_What to do_
Check every line below for the word "lattice" and give only the number of lines where it appears.

Top of Supplied material

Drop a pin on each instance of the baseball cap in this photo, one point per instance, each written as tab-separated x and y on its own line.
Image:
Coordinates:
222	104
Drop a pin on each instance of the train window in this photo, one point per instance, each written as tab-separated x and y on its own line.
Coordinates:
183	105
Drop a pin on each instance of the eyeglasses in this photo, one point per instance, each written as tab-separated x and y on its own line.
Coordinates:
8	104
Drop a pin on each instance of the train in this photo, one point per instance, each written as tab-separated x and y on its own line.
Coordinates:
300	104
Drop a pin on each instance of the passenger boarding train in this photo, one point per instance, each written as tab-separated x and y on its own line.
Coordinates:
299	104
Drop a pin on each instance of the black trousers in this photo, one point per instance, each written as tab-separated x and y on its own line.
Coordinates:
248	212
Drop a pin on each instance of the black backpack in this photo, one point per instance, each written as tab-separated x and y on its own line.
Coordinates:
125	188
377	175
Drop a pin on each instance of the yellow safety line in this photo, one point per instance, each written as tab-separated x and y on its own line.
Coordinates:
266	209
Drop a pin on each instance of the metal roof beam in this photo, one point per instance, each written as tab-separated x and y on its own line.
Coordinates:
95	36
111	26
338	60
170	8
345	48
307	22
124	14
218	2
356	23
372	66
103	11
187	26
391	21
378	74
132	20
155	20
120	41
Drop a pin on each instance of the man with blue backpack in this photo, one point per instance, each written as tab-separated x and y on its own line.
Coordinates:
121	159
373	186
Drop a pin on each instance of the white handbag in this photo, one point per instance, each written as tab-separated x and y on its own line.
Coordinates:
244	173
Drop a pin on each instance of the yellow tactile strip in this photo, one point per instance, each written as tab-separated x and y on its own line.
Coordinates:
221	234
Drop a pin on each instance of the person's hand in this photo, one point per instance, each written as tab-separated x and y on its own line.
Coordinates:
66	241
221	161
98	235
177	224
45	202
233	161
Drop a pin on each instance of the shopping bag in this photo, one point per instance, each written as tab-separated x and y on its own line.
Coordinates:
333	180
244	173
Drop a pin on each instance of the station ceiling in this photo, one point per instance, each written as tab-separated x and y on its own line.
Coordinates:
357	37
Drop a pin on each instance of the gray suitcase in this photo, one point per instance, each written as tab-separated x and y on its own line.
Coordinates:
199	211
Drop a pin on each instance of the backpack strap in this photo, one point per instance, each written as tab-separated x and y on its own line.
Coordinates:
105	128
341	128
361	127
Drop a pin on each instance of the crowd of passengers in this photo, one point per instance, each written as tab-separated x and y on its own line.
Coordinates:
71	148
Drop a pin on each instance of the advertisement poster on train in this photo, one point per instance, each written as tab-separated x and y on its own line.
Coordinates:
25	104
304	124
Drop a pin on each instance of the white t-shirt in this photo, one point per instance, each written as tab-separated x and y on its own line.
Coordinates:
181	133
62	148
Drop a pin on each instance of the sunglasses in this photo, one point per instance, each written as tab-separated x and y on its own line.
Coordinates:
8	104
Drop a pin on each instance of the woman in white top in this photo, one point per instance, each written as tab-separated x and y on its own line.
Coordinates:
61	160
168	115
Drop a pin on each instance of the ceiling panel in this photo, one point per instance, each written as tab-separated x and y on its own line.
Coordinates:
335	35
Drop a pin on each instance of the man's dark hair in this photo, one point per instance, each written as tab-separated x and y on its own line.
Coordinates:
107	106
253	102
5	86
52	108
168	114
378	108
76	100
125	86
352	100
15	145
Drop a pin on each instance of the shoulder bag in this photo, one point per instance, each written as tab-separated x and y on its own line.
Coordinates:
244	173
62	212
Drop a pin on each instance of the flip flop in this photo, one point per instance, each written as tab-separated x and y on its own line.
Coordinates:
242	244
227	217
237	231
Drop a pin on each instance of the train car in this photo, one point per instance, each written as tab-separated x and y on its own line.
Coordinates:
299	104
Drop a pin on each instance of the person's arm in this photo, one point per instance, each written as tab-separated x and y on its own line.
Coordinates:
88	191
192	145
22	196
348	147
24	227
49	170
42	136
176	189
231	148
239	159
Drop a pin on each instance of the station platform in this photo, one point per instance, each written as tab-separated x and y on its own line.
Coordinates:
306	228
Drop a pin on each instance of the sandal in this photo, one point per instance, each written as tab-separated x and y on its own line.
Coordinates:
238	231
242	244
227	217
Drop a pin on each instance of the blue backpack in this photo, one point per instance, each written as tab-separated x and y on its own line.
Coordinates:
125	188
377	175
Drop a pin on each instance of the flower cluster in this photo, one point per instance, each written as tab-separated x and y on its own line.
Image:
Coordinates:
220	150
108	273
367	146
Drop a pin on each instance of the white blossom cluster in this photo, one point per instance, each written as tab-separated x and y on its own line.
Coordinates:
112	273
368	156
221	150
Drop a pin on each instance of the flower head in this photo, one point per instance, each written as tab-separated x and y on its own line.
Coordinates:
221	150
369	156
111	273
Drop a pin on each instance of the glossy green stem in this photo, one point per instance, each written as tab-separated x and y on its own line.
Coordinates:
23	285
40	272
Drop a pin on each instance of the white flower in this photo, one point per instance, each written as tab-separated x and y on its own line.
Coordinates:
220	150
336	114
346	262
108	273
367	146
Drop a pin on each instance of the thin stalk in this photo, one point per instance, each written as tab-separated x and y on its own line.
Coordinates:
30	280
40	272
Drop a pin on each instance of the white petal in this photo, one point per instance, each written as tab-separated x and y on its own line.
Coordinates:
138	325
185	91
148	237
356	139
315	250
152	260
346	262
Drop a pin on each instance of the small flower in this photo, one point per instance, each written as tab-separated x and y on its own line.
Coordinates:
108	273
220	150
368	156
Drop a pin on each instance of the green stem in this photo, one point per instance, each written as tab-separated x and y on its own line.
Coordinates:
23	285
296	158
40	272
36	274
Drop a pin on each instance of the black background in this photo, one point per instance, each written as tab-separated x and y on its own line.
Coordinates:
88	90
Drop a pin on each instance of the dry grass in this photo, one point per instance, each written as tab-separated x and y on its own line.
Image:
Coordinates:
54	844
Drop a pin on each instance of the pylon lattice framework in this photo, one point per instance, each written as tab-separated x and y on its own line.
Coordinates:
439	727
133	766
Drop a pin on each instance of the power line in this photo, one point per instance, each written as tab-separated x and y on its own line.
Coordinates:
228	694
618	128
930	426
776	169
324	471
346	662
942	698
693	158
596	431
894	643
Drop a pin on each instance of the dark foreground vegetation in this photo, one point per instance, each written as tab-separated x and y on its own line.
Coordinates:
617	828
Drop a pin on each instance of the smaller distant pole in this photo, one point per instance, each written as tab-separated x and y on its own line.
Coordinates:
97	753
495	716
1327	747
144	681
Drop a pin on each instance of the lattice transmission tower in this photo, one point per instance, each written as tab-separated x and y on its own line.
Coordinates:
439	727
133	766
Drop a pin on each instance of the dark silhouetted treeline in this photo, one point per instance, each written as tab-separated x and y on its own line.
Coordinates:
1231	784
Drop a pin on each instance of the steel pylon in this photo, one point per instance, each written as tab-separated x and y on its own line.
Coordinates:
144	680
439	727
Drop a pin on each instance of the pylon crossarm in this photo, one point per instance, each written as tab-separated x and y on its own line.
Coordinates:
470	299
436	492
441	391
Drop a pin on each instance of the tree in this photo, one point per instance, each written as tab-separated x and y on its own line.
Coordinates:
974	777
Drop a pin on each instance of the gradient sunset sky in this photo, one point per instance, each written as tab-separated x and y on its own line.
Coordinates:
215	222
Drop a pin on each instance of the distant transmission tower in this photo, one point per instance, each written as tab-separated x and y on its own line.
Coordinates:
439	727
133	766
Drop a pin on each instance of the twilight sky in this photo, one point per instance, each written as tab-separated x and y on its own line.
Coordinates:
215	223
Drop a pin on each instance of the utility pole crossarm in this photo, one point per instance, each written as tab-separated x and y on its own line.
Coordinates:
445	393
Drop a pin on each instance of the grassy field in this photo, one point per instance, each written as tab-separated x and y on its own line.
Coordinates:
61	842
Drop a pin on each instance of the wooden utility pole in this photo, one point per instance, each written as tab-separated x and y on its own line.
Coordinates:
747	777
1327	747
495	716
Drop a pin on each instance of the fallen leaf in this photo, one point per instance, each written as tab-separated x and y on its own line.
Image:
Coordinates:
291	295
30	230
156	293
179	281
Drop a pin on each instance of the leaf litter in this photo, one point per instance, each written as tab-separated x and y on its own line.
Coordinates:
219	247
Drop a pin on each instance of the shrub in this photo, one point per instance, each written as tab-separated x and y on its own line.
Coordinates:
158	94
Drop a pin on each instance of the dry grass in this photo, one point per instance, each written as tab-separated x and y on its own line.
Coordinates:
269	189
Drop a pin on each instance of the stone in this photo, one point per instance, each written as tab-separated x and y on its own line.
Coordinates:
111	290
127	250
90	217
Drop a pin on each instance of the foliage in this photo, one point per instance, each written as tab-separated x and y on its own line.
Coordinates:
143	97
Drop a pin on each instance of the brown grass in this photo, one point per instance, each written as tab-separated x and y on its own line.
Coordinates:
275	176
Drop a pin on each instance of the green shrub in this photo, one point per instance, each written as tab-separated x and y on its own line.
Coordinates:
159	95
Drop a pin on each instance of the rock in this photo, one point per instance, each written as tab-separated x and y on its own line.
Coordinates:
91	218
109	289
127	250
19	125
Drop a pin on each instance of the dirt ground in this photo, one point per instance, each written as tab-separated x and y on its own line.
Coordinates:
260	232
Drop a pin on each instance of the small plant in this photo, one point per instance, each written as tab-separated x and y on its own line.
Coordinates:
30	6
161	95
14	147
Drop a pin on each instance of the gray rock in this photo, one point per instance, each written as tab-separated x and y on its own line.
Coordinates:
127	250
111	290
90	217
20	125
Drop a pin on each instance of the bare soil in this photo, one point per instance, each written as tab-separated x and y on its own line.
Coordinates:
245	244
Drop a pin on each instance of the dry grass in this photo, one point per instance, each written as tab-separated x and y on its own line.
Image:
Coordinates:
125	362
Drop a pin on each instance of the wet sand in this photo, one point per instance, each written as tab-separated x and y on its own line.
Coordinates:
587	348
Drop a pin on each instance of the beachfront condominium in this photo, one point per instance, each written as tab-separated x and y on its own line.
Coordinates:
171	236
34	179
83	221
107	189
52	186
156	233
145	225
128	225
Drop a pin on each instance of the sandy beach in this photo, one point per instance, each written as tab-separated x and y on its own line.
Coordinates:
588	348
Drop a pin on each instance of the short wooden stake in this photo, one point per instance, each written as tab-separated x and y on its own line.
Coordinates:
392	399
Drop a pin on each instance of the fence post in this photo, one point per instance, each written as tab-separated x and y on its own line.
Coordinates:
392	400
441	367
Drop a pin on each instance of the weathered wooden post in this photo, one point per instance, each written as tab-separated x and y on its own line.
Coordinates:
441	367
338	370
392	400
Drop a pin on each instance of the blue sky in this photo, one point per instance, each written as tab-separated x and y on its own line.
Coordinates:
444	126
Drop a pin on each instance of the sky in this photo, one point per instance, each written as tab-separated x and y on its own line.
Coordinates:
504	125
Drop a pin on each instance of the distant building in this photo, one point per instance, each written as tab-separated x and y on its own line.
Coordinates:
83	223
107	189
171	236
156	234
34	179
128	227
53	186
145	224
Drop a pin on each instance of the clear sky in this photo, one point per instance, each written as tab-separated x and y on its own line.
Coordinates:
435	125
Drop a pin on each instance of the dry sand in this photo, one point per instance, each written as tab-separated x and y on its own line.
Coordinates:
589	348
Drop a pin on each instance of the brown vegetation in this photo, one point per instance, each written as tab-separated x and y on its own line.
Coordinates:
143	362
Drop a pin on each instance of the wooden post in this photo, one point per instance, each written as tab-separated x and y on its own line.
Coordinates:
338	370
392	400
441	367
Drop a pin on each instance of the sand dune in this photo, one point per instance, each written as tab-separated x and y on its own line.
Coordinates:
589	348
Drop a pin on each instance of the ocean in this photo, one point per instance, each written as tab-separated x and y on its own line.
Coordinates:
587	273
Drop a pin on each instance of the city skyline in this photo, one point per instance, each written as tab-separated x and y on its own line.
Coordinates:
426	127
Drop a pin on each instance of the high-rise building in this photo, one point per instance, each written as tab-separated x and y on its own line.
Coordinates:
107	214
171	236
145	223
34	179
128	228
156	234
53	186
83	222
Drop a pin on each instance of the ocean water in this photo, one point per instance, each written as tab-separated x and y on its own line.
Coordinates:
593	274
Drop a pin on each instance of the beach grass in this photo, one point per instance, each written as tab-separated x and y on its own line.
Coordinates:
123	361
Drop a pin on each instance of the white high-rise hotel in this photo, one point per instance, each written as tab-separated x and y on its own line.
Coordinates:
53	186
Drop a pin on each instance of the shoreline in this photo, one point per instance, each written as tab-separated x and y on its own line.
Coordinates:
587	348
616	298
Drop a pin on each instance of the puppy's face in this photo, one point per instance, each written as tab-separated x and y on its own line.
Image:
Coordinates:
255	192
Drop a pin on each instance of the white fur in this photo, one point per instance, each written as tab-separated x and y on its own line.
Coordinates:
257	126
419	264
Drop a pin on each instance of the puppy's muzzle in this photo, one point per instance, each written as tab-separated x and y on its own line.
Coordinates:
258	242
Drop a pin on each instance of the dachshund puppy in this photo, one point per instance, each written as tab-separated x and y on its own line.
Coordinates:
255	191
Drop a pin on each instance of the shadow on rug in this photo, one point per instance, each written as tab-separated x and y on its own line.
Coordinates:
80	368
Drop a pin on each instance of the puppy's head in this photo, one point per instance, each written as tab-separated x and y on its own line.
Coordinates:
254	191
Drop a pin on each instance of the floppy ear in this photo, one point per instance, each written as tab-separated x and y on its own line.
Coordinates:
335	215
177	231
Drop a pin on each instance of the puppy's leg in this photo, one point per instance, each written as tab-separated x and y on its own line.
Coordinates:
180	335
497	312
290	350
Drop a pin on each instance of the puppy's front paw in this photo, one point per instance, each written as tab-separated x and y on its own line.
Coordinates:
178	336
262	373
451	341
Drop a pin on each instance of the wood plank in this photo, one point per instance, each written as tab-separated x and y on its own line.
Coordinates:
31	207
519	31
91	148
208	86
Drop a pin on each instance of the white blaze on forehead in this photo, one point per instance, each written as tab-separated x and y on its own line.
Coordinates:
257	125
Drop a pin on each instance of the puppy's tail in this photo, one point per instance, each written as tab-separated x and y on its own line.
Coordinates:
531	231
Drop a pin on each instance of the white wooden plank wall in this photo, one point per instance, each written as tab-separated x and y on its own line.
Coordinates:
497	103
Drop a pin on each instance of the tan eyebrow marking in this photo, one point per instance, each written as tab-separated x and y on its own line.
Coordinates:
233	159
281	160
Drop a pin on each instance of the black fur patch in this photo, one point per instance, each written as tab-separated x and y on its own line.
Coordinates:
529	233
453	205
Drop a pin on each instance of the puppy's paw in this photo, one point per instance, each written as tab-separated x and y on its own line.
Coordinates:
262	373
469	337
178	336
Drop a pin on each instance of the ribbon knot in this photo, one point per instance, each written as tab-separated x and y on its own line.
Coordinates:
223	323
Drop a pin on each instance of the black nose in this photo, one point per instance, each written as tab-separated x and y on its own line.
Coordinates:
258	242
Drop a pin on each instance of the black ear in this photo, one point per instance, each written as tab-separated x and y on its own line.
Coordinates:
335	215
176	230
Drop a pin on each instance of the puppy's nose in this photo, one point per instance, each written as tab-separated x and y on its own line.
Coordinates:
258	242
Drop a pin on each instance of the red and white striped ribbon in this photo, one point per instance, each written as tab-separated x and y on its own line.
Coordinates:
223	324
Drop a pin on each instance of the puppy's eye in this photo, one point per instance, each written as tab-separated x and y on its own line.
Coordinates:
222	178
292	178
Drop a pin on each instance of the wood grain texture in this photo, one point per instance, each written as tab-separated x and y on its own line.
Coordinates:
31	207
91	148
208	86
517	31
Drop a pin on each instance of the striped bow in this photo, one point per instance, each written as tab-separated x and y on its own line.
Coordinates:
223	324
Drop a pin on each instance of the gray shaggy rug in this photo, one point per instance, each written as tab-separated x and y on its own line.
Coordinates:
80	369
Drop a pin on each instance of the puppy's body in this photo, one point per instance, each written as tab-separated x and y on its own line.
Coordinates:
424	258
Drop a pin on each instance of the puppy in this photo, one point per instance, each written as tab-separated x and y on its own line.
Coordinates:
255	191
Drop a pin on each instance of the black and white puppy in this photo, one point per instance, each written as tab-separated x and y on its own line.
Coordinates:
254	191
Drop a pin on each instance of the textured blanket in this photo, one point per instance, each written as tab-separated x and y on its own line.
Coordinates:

Bottom of Supplied material

_Response to this exercise_
2